INPUT RECORDS
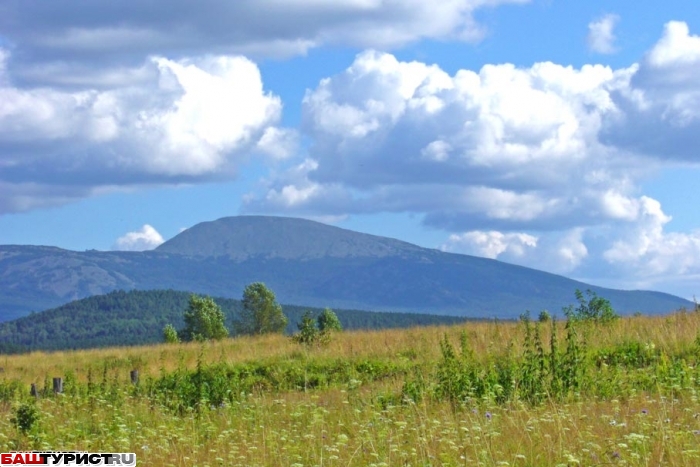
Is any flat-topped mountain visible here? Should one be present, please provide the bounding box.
[156,216,423,261]
[0,216,693,321]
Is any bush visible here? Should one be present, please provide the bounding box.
[564,289,619,323]
[179,295,228,341]
[163,324,180,344]
[236,282,287,335]
[318,308,343,332]
[292,311,320,345]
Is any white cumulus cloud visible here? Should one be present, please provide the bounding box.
[112,224,164,251]
[245,21,700,287]
[440,230,537,258]
[0,49,288,213]
[587,14,620,54]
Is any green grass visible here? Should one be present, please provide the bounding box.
[0,312,700,466]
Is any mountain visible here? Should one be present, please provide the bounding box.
[0,290,474,353]
[0,216,692,321]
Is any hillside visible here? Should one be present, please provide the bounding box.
[0,216,692,321]
[0,290,476,354]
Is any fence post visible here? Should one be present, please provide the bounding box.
[53,378,63,394]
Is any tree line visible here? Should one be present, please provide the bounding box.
[0,290,473,354]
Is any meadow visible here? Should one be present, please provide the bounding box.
[0,311,700,467]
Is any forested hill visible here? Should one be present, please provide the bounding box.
[0,216,693,322]
[0,290,476,353]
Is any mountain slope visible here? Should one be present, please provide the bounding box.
[0,216,692,321]
[156,216,422,261]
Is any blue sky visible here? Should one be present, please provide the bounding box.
[0,0,700,298]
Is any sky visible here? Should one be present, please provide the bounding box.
[0,0,700,299]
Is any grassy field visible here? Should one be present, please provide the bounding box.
[0,312,700,466]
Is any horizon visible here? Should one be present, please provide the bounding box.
[0,0,700,300]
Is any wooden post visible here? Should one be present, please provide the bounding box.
[53,378,63,394]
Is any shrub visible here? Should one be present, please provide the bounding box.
[236,282,287,335]
[180,295,228,341]
[564,289,619,323]
[163,324,180,344]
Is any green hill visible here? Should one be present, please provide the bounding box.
[0,290,476,353]
[0,216,693,321]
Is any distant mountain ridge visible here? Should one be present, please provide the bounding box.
[155,216,424,261]
[0,290,474,354]
[0,216,692,321]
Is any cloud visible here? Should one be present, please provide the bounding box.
[440,228,589,273]
[112,224,164,251]
[603,196,700,277]
[0,49,288,213]
[440,230,537,258]
[587,14,620,54]
[0,0,529,68]
[244,22,700,292]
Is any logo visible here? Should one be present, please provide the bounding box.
[0,451,136,467]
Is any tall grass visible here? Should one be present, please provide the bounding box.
[0,312,700,466]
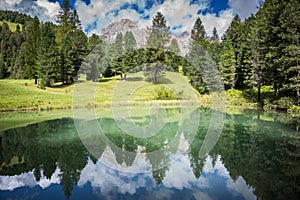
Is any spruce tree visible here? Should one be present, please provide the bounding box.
[37,22,59,89]
[145,12,171,84]
[24,17,40,84]
[219,42,236,89]
[279,0,300,97]
[124,31,137,52]
[223,15,243,88]
[210,27,220,43]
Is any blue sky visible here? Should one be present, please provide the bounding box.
[0,0,259,35]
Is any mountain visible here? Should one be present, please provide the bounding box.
[100,19,190,56]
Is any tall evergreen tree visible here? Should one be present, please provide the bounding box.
[186,18,213,93]
[145,12,171,84]
[24,17,40,84]
[60,29,87,84]
[191,17,206,43]
[37,22,59,89]
[219,42,236,89]
[279,0,300,97]
[124,31,137,52]
[223,15,243,88]
[210,27,220,43]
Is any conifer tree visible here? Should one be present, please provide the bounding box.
[24,17,40,84]
[145,12,171,84]
[37,22,59,89]
[219,42,236,89]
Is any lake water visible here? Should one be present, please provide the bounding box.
[0,109,300,199]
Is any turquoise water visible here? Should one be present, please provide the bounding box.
[0,109,300,199]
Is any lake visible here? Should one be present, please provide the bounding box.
[0,108,300,199]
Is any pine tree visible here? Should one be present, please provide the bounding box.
[124,31,137,52]
[186,18,213,93]
[191,17,206,43]
[61,29,87,84]
[279,0,300,99]
[111,33,124,80]
[81,34,105,81]
[257,0,286,98]
[24,17,40,84]
[169,38,180,54]
[56,0,75,45]
[145,12,171,84]
[223,15,243,88]
[146,12,171,50]
[219,42,236,89]
[210,27,220,43]
[37,22,59,89]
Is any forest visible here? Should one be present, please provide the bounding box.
[0,0,300,111]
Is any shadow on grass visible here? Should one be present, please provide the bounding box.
[242,87,274,103]
[126,77,144,82]
[146,76,174,84]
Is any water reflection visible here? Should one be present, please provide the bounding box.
[0,110,300,199]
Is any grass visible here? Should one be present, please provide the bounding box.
[0,72,196,111]
[0,72,298,111]
[0,79,73,111]
[0,21,22,32]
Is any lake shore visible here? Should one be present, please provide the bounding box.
[0,75,300,113]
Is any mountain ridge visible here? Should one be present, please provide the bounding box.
[100,18,190,56]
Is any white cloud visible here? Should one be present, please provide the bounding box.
[75,0,233,36]
[0,0,60,22]
[37,0,60,21]
[0,168,60,191]
[226,176,256,200]
[228,0,259,19]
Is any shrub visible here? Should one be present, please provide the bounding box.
[276,97,294,110]
[154,86,178,100]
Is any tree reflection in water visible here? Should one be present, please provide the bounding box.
[0,110,300,199]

AIM
Reproduce the lines above verbatim, from the line containing "Is any forested" to the line containing "[100,19,190,56]", leaving out the pictures.

TASK OUTPUT
Is any forested hill visible here? Should one be present, please provide the bounding box.
[0,216,693,322]
[0,290,476,353]
Is any mountain slope visible here? Should one be present, please provide the bounding box.
[0,216,692,321]
[156,216,422,261]
Is any blue sky visible here? Should one be present, please provide the bounding box.
[0,0,700,298]
Is any sky visible here? Should one be present, please provide the bounding box.
[0,0,700,299]
Is any grassy field visible here? Should one be present, please provide the bounding box.
[0,312,700,466]
Is any horizon visible here? Should one be present, please provide the bounding box.
[0,0,700,300]
Is any wooden post visible here? Should one be present, please provide the bounding box.
[53,378,63,394]
Is any shrub visible here? Should one be present, please provide the bounding box.
[236,282,287,335]
[180,295,228,341]
[564,289,619,323]
[163,324,180,344]
Is any green hill visible here? Should one be present, please provide the bounding box.
[0,290,476,353]
[0,216,693,321]
Is any distant mountain ridge visible here? Should one be present, please provide the bounding box.
[155,216,424,261]
[0,290,474,354]
[0,216,692,321]
Is any cloud visible here? Should one be present, please provide the bounding box.
[440,228,589,273]
[112,224,164,251]
[603,196,700,277]
[0,49,288,213]
[440,230,537,258]
[587,14,620,54]
[0,0,529,68]
[244,22,700,292]
Is any logo visible here? Should one be present, please provide the bounding box.
[0,451,136,467]
Is any tall grass visible here? Should one be present, please provide the bounding box.
[0,312,700,466]
Is any spruce tree visible here? Should one be present, please provide the bounding box.
[37,22,59,89]
[145,12,171,84]
[24,17,40,84]
[219,42,236,89]
[279,0,300,97]
[124,31,137,52]
[223,15,243,88]
[210,27,220,43]
Is any blue sky visible here? Should one be present, please provide the bounding box.
[0,0,259,35]
Is any mountain visible here? Should one be present, please provide the bounding box.
[100,19,190,56]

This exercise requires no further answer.